_DATASET RECORDS_.

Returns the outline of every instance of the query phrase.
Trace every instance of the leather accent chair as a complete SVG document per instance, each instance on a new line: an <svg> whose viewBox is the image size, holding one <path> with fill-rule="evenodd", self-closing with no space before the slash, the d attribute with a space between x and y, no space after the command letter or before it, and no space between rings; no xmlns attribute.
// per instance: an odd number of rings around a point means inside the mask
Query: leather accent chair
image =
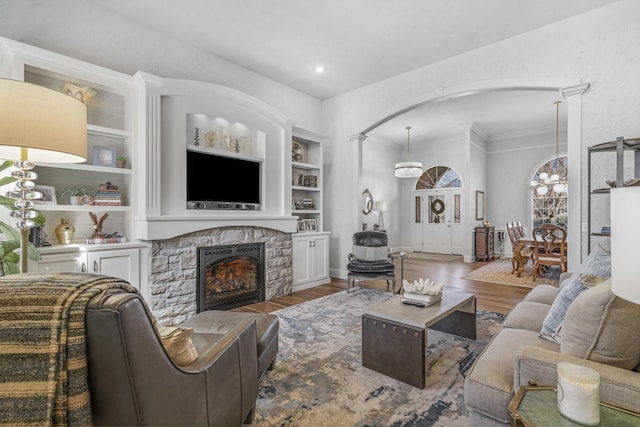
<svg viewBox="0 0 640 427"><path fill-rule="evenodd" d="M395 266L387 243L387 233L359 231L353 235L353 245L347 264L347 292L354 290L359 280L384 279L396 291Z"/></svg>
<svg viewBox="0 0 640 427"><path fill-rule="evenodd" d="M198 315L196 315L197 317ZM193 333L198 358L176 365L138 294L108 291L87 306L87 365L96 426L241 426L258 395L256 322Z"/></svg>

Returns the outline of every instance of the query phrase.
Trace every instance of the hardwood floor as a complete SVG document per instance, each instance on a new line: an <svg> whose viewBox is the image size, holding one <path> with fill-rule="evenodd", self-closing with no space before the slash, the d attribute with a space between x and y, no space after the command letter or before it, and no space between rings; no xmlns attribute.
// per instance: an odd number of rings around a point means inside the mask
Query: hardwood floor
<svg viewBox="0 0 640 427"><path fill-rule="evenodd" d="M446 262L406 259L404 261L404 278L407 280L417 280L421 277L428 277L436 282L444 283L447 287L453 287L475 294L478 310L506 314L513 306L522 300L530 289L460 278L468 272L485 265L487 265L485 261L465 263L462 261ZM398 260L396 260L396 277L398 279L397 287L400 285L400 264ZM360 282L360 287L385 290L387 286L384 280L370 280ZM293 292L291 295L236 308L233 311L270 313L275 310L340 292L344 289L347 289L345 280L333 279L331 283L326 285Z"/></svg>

_PROBLEM TO SOLVE_.
Restate the whole listing word for word. Omit the pictures.

_WRITTEN RESPONSE_.
Returns the outline of every instance of the query phrase.
Trace every instance of the leather accent chair as a complete SVG document per instance, each instance on a new line: an <svg> whose viewBox is the image size, holding one <path> with fill-rule="evenodd", self-closing with no space before the slash, the d attribute with a space between x and y, no space after the command letter or before it, and no space between rings; no xmlns attribute.
// per instance: an odd number of rings around a point means inside the mask
Query: leather accent chair
image =
<svg viewBox="0 0 640 427"><path fill-rule="evenodd" d="M395 266L387 243L387 233L359 231L353 235L353 245L347 264L347 292L354 290L359 280L384 279L396 291Z"/></svg>
<svg viewBox="0 0 640 427"><path fill-rule="evenodd" d="M198 315L196 315L197 317ZM193 333L198 358L176 365L138 294L108 291L87 306L87 365L96 426L241 426L258 395L256 322Z"/></svg>

Returns the outline of every instance of the query phrase.
Trace every instance of the hardwood floor as a complete SVG document per instance, each instance on a new line: an <svg> whose viewBox is the image size, holding one <path> with fill-rule="evenodd", self-closing with no space before the slash, the d attribute with a space between x and y, no space after the command letter or before it, and no space between rings; no xmlns attribute.
// per instance: an odd number of rings around a point means inside the mask
Query: hardwood floor
<svg viewBox="0 0 640 427"><path fill-rule="evenodd" d="M446 262L406 259L404 261L404 278L407 280L417 280L421 277L428 277L436 282L444 283L447 287L453 287L475 294L478 310L506 314L513 306L522 300L530 289L460 278L468 272L485 265L487 265L485 261L465 263L462 261ZM398 260L396 260L396 277L398 279L397 287L400 285L400 264ZM360 282L360 287L385 290L387 286L384 280L370 280ZM293 292L291 295L236 308L233 311L270 313L275 310L340 292L344 289L347 289L345 280L333 279L331 283L326 285Z"/></svg>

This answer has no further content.